List of tasks:
a) In the report on radiation at the Japan nuclear plant, how close to the plant was Pacific Ocean water found with heightened levels of radioactive iodine?
b) Reproduce the part of the Japan nuclear plant report starting with "News / Asia" and going on through "turbine housing unit.".

News / Asia

Confusion Over Radiation Levels at Japan Nuclear Plant

A protester in protective mask holds a placard during an anti nuclear rally in Tokyo, Sunday, March 27, 2011
A protester in protective mask holds a placard during an anti nuclear rally in Tokyo, Sunday, March 27, 2011
Diaa Bekheet

Confusion reigned Sunday at a crippled nuclear power plant in northeastern Japan, as emergency workers were pulled from a reactor building after dangerously high levels of radiation were detected in water that had accumulated in a turbine housing unit.

A spokesman for the operator of the Fukushima-Daiichi power plant originally told reporters that radiation had spiked 10 million times the normal levels Sunday, driving workers to flee the facility.  Authorities later said those radiation readings were not accurate and that new tests had been ordered.

Officials say they also detected heightened levels of radioactive iodine in Pacific Ocean water within 300 meters of the plant.  The nuclear safety agency said one-half a liter of the water contains the same amount of radiation that a person can safely be exposed to in a year.

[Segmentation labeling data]
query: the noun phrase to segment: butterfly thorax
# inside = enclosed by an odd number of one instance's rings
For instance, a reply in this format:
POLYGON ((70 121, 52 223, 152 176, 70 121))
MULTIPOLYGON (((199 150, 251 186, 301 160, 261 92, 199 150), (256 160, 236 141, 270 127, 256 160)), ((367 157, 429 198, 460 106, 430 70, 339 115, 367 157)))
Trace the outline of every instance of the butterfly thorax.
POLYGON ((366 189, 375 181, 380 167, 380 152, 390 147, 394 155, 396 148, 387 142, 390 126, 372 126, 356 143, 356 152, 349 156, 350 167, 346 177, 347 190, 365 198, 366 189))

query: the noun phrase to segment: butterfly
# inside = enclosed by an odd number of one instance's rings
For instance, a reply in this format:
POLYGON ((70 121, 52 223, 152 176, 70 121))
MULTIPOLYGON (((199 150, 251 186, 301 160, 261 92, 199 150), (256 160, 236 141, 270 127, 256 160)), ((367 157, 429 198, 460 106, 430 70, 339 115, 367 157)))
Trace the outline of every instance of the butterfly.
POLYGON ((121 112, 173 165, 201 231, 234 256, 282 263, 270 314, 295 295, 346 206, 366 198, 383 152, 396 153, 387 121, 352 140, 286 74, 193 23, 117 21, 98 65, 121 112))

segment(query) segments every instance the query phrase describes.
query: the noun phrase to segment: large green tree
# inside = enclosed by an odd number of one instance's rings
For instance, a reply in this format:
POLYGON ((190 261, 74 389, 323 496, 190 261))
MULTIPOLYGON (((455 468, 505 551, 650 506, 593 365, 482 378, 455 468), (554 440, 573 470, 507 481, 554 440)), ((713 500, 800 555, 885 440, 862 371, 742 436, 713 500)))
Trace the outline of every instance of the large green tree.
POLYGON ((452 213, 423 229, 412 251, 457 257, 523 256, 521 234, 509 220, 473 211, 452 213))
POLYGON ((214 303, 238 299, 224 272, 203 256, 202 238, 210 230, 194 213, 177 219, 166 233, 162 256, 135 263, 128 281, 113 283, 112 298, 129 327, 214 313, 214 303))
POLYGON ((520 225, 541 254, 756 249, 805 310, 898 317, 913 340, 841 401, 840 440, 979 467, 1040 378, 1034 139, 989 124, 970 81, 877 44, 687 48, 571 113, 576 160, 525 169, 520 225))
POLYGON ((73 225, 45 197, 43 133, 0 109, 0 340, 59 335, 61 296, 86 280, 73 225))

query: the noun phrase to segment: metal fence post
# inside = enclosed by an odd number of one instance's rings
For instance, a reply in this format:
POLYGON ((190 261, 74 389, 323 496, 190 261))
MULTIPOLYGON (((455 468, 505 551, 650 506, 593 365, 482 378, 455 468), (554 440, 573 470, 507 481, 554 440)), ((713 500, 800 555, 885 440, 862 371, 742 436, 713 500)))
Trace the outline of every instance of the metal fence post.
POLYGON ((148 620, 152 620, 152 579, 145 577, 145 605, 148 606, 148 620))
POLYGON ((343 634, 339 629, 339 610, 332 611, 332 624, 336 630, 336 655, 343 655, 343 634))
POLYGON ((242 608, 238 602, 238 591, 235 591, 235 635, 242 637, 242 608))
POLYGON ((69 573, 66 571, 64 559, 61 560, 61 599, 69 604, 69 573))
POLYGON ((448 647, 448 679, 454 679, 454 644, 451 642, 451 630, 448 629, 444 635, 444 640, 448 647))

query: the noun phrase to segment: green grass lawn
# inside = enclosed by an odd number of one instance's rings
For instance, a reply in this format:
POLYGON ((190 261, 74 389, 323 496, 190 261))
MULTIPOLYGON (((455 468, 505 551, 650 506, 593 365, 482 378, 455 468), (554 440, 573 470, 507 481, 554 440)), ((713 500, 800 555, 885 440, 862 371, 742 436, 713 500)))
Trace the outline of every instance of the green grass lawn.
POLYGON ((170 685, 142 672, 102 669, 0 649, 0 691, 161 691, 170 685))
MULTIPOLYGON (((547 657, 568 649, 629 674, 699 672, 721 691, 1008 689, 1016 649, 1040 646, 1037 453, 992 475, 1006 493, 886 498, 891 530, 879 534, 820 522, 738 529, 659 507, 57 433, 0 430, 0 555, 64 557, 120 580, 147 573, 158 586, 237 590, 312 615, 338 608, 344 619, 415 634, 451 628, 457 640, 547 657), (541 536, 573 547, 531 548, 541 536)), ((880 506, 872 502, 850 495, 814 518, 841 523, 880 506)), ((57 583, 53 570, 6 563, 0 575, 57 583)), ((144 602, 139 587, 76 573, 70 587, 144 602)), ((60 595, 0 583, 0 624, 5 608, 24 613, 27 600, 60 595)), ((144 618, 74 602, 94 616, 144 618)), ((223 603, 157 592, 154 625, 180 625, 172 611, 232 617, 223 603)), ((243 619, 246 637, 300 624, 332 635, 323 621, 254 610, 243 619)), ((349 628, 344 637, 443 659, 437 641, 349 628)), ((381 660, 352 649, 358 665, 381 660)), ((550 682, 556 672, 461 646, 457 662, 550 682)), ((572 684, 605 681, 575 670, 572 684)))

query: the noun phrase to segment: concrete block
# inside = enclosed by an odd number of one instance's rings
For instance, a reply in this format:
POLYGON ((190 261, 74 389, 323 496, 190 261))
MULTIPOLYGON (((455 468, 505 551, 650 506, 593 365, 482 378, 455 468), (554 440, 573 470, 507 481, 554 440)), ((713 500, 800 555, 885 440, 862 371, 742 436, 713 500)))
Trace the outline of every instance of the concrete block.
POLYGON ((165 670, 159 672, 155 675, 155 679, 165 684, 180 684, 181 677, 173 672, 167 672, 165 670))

Results in order:
a) Within 300 meters of the plant.

b)
News / Asia

Confusion Over Radiation Levels at Japan Nuclear Plant

A protester in protective mask holds a placard during an anti nuclear rally in Tokyo, Sunday, March 27, 2011
A protester in protective mask holds a placard during an anti nuclear rally in Tokyo, Sunday, March 27, 2011
Diaa Bekheet

Confusion reigned Sunday at a crippled nuclear power plant in northeastern Japan, as emergency workers were pulled from a reactor building after dangerously high levels of radiation were detected in water that had accumulated in a turbine housing unit.